TEXTO FORNECIDO
☆ ☆ ☆ ☆

Steve Ingham, CEO da Michael Page, defende a necessidade de o Brasil deixar de lado qualquer tipo de xenofobia e abrir as portas aos profissionais estrangeiros.

A recuperação econômica nos Estados Unidos e em alguns países da Europa pode dar novos contornos ao mercado global de trabalho para executivos. Mas poucas pessoas no planeta têm uma visão tão privilegiada das mudanças no topo quanto o inglês Steve Ingham, CEO da Michael Page, a maior empresa de recrutamento de executivos do mundo, com operações em 25 países.

Para ele, o Brasil deve ter uma boa movimentação em postos de trabalho no próximo ano, devido aos investimentos por conta da Copa do Mundo e das eleições. Mas, para o crescimento ser sustentável, o governo precisa tomar as decisões difíceis para que os investimentos não desapareçam. Entre as medidas preconizadas, Ingham defende a importância de deixar de lado qualquer tipo de xenofobia. “O País deve abrir as portas aos profissionais estrangeiros”, afirma.

DINHEIRO – Há, no mundo, uma recuperação do mercado de empregos para executivos?
INGHAM – As análises variam completamente de região para região. O mercado americano está bom de novo. O Brasil também vai bem. O México apresenta um crescimento ainda maior. A Ásia idem. E até mesmo na Espanha estamos detectando um crescimento, por surpreendente que possa parecer para muitas pessoas. Gradualmente, as coisas estão melhorando. Só na Europa as coisas ainda estão problemáticas.

DINHEIRO – O momento brasileiro está descolado do restante da América Latina?

☆ ☆ ☆ ☆

DADOS FORNECIDOS
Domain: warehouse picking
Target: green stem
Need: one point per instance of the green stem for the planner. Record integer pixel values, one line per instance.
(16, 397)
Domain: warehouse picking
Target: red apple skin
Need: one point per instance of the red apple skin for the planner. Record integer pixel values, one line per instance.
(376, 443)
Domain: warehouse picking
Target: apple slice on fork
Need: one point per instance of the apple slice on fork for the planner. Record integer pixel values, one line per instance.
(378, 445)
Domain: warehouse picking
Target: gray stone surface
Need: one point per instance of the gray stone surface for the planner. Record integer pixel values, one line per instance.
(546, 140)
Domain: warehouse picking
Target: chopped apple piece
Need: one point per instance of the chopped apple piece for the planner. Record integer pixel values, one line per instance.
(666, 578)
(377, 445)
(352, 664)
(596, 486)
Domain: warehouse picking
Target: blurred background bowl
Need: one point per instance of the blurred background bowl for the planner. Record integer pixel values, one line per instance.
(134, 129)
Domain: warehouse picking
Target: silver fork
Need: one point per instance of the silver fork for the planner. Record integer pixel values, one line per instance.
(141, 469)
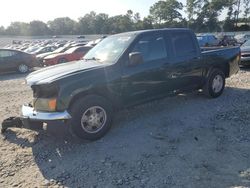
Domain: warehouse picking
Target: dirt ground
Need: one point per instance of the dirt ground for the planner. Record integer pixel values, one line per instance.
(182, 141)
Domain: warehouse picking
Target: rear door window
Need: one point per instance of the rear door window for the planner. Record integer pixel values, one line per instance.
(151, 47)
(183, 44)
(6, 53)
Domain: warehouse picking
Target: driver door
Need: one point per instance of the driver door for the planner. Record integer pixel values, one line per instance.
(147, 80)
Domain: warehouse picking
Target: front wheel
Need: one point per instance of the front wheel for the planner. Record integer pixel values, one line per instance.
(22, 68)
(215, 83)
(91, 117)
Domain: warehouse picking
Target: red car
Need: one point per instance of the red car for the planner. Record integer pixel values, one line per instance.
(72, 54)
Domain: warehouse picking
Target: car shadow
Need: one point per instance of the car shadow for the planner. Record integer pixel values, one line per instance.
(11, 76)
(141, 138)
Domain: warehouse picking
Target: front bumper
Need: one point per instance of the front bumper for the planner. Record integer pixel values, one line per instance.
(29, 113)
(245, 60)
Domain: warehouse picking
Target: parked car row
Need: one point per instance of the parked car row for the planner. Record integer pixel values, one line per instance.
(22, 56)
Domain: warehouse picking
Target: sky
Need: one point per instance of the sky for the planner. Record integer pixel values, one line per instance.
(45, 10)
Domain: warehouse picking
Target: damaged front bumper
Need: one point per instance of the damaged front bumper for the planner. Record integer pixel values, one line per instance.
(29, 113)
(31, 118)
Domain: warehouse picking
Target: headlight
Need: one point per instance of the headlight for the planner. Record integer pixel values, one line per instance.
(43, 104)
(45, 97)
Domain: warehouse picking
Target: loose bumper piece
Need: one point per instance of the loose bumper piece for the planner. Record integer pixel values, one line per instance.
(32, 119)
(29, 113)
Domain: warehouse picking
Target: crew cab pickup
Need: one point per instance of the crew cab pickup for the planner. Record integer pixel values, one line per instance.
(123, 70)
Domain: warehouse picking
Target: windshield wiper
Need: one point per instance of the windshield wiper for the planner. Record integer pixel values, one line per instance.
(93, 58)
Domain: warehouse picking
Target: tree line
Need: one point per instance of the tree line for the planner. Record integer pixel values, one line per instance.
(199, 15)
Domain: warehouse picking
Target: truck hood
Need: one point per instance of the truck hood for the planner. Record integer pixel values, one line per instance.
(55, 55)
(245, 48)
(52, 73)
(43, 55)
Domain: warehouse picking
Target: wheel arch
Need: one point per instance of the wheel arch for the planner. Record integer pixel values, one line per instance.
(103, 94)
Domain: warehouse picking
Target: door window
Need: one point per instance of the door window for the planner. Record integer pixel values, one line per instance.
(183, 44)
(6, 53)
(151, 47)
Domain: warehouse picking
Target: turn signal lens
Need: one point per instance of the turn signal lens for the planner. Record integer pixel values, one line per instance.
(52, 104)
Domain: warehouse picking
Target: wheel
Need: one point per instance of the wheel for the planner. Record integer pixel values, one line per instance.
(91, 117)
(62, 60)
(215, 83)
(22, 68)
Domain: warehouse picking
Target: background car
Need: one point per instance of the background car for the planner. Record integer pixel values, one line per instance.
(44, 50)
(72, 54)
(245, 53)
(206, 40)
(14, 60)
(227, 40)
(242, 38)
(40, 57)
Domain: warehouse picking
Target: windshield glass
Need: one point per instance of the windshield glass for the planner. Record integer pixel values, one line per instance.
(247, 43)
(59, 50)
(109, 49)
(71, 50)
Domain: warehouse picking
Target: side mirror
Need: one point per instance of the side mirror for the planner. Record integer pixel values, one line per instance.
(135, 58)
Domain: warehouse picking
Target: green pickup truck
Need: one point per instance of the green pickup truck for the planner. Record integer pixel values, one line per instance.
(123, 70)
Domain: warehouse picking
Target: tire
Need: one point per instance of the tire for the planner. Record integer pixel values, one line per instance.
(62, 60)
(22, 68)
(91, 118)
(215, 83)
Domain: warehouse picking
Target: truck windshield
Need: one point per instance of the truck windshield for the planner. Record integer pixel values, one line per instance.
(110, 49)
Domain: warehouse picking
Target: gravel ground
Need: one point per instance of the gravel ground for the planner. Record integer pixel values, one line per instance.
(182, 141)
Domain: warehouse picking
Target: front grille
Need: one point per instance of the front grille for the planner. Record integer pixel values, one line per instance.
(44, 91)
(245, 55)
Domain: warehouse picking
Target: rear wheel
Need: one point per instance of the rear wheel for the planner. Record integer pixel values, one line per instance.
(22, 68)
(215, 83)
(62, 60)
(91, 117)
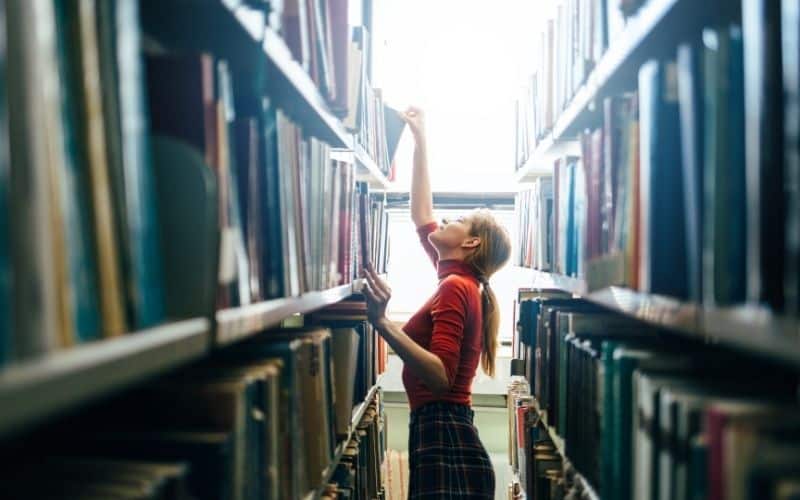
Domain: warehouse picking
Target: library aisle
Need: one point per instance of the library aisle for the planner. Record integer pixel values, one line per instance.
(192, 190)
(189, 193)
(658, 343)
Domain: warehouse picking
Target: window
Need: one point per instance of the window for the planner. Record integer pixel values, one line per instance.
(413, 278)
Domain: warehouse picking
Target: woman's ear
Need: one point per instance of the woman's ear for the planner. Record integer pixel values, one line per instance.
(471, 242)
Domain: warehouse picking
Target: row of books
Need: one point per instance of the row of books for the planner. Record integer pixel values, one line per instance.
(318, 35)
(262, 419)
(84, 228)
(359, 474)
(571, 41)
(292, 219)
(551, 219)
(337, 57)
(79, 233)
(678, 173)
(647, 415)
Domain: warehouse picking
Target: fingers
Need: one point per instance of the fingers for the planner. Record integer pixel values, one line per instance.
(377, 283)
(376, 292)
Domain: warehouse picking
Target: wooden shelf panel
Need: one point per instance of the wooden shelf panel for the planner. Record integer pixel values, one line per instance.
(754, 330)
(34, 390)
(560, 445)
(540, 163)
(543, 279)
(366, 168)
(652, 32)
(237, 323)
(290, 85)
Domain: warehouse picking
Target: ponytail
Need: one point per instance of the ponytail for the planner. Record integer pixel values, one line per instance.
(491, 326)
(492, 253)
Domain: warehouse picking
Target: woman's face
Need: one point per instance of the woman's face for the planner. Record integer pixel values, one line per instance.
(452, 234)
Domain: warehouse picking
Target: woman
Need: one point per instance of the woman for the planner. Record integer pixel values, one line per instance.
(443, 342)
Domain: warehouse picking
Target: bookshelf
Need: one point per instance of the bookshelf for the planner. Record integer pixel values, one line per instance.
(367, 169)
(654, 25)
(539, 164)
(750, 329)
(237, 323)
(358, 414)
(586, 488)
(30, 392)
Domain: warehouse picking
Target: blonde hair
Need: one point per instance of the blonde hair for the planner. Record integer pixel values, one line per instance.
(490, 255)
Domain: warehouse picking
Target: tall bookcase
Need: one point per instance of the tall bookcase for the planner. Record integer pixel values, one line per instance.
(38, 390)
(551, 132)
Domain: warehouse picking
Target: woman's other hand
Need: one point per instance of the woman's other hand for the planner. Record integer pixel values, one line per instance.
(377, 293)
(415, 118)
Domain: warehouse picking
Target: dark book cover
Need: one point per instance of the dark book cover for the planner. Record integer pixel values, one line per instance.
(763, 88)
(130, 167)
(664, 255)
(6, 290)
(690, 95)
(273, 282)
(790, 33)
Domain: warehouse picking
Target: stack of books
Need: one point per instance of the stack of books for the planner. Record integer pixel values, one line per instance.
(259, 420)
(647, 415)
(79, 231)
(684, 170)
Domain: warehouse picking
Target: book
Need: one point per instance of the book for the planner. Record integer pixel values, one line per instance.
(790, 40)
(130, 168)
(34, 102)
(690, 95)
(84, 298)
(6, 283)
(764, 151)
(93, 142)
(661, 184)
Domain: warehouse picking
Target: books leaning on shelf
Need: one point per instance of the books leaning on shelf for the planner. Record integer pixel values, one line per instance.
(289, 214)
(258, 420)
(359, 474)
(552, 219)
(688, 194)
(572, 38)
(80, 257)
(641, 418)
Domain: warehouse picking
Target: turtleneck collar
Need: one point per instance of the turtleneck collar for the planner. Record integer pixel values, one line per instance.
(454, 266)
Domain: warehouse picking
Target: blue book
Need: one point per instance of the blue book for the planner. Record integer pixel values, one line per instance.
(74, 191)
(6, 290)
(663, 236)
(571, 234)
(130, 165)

☆ ☆ ☆ ☆

INSTRUÇÕES
1. Mostre todas as linhas acima em que aparece a palavra "lens", diferenciando maiúsculas de minúsculas.
2. Retome a entrevista com Steve Ingham a partir do ponto em que o texto termina.

RESPOSTAS FINAIS
1.
Target: turn signal lens
Need: one point per instance of the turn signal lens for the planner. Record integer pixel values, one line per instance.

2.
INGHAM – O crescimento é desigual por toda a região, de acordo com as políticas adotadas e com a variação dos preços das commodities mais importantes para cada país. O mercado brasileiro está num momento diferente do restante do continente. No Brasil, acontece um arrefecimento, enquanto o México entrou em um momento de grande expansão. Os resultados dos países na Costa do Pacífico também são melhores que os do lado do Atlântico.

DINHEIRO – Mas há expectativas de reaquecimento para o Brasil?
INGHAM – No próximo ano, haverá eleições por aqui, não? Por isso, haverá investimentos do governo para ganhar votos. Mas o problema é que as medidas fundamentais não estão sendo adotadas, como a flexibilização de leis trabalhistas e o controle do orçamento. Sem rigidez nos limites de gastos, os investidores começam a dificultar os empréstimos e aumentam os juros para o dinheiro que vai financiar os investimentos. Há muitas batatas quentes com que lidar, o que torna difícil se chegar a uma decisão sobre cada uma delas. Principalmente em um ano eleitoral. Os políticos fazem aquilo que dá votos. Mas é uma pena constar que fazer a coisa certa traz impopularidade na política. Por isso, os governos buscam fazer apenas o suficiente e esperam que tudo dê certo no final. É diferente de como funciona nas empresas, nas quais tomar as decisões certas traz reconhecimento.

DINHEIRO – Há uma percepção de que o salário do executivo brasileiro está inflacionado. Por que isso acontece?
INGHAM – Em alguns mercados há uma forte demanda por pessoas bem preparadas, mas a oferta às vezes é pequena. No Brasil, há muitas empresas bem-sucedidas em busca de gente cada vez melhor. Então, a guerra por talentos no Brasil inflaciona os salários. Houve uma situação extrema em 2011, em especial, para posições técnicas. Para atrair as pessoas, os pacotes de bonificações ficaram muito elevados, principalmente nos bancos. O câmbio da época também fazia com que alguns salários de executivos no Brasil fossem maiores, em libras esterlinas ou dólares, do que os dos seus chefes globais.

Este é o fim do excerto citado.